Arrange the lines of the entries below, from the line containing "Per instance of the stone" through the end of the entries, as a Markdown table with the columns Row and Entry line. Number each row and leave out blank lines.

### Provided records
*-*-*

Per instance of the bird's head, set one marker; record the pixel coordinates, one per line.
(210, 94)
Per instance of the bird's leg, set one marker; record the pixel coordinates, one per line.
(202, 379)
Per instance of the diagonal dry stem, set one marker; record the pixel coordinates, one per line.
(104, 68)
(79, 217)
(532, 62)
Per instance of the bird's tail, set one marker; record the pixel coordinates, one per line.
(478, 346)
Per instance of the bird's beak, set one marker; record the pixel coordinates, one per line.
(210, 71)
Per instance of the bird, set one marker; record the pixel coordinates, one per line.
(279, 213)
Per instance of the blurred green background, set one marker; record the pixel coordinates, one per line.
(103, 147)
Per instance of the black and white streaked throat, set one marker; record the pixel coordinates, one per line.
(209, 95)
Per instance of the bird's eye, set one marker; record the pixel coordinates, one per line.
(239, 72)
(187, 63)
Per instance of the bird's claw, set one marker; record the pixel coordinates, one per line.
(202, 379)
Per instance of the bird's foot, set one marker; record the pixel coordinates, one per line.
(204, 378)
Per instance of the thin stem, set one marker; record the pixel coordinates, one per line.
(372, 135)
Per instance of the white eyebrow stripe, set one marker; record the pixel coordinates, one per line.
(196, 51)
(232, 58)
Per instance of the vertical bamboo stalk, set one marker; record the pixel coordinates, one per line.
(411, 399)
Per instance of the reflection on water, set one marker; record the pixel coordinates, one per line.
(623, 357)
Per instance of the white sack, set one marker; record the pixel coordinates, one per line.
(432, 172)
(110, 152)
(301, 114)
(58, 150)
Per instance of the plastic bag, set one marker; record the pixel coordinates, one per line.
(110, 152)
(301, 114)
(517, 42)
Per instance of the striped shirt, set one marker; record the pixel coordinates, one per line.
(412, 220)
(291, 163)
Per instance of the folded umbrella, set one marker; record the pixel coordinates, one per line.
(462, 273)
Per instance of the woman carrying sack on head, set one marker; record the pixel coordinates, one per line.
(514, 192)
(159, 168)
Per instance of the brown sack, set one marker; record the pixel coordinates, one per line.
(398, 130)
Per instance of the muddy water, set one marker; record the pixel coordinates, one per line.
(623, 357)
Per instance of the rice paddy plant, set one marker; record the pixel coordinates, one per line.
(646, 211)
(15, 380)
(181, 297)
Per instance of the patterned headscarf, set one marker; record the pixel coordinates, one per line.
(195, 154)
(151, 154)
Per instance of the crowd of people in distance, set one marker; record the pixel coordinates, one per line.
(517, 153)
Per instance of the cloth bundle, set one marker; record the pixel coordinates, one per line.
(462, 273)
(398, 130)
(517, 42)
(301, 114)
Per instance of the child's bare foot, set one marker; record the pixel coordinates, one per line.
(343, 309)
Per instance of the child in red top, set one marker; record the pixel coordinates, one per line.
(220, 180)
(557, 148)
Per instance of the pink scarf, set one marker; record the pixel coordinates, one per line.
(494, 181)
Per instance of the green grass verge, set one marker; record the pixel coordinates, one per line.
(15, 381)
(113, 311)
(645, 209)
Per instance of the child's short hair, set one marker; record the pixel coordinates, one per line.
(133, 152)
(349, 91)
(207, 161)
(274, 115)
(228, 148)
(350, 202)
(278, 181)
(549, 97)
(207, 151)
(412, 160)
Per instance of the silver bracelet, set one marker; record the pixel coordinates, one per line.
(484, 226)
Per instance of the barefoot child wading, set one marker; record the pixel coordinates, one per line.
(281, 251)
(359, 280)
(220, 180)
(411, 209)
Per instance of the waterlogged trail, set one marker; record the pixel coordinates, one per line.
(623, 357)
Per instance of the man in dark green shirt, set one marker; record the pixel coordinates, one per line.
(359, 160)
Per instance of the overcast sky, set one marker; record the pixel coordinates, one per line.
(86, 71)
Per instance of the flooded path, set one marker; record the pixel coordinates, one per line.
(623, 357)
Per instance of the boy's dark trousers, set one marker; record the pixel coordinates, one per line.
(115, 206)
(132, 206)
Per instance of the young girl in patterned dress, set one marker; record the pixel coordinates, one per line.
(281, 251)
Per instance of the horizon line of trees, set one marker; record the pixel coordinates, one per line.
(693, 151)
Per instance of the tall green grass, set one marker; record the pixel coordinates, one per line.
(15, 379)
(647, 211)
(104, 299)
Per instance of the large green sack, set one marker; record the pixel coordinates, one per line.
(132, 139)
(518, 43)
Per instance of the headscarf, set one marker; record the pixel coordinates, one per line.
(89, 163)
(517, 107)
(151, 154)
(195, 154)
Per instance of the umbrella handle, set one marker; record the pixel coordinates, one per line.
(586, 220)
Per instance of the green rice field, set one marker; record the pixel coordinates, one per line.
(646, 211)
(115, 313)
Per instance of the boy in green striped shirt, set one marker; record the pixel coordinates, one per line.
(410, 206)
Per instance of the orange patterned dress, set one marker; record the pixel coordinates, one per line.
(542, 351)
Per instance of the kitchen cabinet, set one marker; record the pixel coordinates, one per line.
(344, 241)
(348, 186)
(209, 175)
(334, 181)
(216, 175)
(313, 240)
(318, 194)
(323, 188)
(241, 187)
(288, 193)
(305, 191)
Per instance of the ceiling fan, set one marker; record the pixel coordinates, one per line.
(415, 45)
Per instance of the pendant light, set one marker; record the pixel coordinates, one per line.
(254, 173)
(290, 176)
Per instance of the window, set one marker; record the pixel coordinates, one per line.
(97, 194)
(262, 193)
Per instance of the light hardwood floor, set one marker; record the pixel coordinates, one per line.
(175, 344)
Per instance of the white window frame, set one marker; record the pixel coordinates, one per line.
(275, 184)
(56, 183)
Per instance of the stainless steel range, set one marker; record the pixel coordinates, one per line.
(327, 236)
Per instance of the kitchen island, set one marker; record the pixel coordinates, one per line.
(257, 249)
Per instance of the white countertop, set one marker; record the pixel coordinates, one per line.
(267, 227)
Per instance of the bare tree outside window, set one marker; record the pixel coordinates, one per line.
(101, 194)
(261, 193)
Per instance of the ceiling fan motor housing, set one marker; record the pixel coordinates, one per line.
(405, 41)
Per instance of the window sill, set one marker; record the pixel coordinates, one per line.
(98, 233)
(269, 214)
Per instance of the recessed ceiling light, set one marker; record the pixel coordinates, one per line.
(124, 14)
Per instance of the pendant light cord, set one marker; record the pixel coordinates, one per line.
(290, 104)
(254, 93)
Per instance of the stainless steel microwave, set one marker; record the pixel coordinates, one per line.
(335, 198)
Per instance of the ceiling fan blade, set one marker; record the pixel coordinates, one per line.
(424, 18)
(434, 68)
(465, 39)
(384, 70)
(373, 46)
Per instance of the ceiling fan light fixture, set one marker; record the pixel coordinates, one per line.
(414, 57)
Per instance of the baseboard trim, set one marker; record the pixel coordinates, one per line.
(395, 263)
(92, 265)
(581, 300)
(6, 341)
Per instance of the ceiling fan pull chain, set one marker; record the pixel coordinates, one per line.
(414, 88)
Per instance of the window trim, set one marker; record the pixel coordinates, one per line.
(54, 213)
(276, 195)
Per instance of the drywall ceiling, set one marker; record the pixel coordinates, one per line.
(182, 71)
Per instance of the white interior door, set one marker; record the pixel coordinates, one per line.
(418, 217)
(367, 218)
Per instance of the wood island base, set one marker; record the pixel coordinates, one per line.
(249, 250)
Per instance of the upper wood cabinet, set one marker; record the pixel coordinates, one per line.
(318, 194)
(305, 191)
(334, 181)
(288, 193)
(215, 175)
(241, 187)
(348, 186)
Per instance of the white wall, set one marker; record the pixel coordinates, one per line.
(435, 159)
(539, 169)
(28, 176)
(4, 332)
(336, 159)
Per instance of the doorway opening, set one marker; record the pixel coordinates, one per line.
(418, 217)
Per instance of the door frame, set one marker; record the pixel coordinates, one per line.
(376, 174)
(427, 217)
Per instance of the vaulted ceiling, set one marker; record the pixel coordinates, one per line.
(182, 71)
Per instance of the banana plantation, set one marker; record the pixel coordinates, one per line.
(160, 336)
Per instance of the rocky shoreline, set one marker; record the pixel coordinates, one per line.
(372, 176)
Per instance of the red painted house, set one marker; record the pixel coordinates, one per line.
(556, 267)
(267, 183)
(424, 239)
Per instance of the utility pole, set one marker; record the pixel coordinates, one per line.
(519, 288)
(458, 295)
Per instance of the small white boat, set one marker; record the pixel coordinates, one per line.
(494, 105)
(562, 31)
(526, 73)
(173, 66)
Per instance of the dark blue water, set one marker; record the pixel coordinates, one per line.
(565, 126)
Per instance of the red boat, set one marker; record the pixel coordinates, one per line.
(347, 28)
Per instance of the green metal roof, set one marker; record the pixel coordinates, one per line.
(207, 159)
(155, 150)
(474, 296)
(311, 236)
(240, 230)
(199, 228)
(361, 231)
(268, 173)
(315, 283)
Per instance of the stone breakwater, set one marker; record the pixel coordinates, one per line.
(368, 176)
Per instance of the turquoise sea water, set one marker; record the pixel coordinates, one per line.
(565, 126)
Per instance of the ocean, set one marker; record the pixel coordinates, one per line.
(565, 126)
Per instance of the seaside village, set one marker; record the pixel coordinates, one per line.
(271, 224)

*-*-*

### Solution to the exercise
| Row | Entry line |
|---|---|
| 1 | Per instance of the stone breakwater, set one marker; record the pixel coordinates, one per line. |
| 2 | (368, 176) |
| 3 | Per instance of the turquoise sea water, set one marker; record the pixel coordinates, one per line. |
| 4 | (565, 126) |
| 5 | Per instance of the ocean, set one marker; record the pixel coordinates, one per line. |
| 6 | (565, 126) |
| 7 | Per instance of the seaside village, set one marker; record the pixel coordinates, one per line. |
| 8 | (271, 224) |